> _EXERCISE TASK 1_
Duplicate the section of the passage on baptism that starts at the words "Matthew 3:13-17, emphasis" and ends after the words "art my beloved Son, in whom I am well pleased.".
> _EXERCISE TASK 2_
For each statement below, state whether the passage on baptism agrees with it, answering yes or no and quoting the deciding words: (a) Baptism requires special talents. (b) John at first refused to baptize Jesus. (c) Jesus came from Nazareth of Galilee to be baptized in Jordan.

> _ARTICLE_
________________________________________
It is the first act of service in obedience to the Lord. Anyone can be baptized – it takes no special talents or effort.

Jesus set the example by submitting to baptism before He began His public ministry.

Then cometh Jesus from Galilee to Jordan unto John, to be baptized of him. But John forbad him, saying, I have need to be baptized of thee, and comest thou to me? And Jesus answering said unto him, Suffer it to be so now: for thus it becometh us to fulfil all righteousness. Then he suffered him. And Jesus, when he was baptized, went up straightway out of the water: and, lo, the heavens were opened unto him, and he saw the Spirit of God descending like a dove, and lighting upon him: And lo a voice from heaven, saying, This is my beloved Son, in whom I am well pleased.

Matthew 3:13-17, emphasis added

And it came to pass in those days, that Jesus came from Nazareth of Galilee, and was baptized of John in Jordan. And straightway coming up out of the water, he saw the heavens opened, and the Spirit like a dove descending upon him: And there came a voice from heaven, saying, Thou art my beloved Son, in whom I am well pleased.
________________________________________
> _DATA LINES_

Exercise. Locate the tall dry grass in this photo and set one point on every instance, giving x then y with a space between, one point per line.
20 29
________________________________________
> _RIGHT ANSWER 1_
Matthew 3:13-17, emphasis added

And it came to pass in those days, that Jesus came from Nazareth of Galilee, and was baptized of John in Jordan. And straightway coming up out of the water, he saw the heavens opened, and the Spirit like a dove descending upon him: And there came a voice from heaven, saying, Thou art my beloved Son, in whom I am well pleased.

> _RIGHT ANSWER 2_
(a) No: "it takes no special talents or effort."
(b) Yes: "But John forbad him"
(c) Yes: "Jesus came from Nazareth of Galilee, and was baptized of John in Jordan."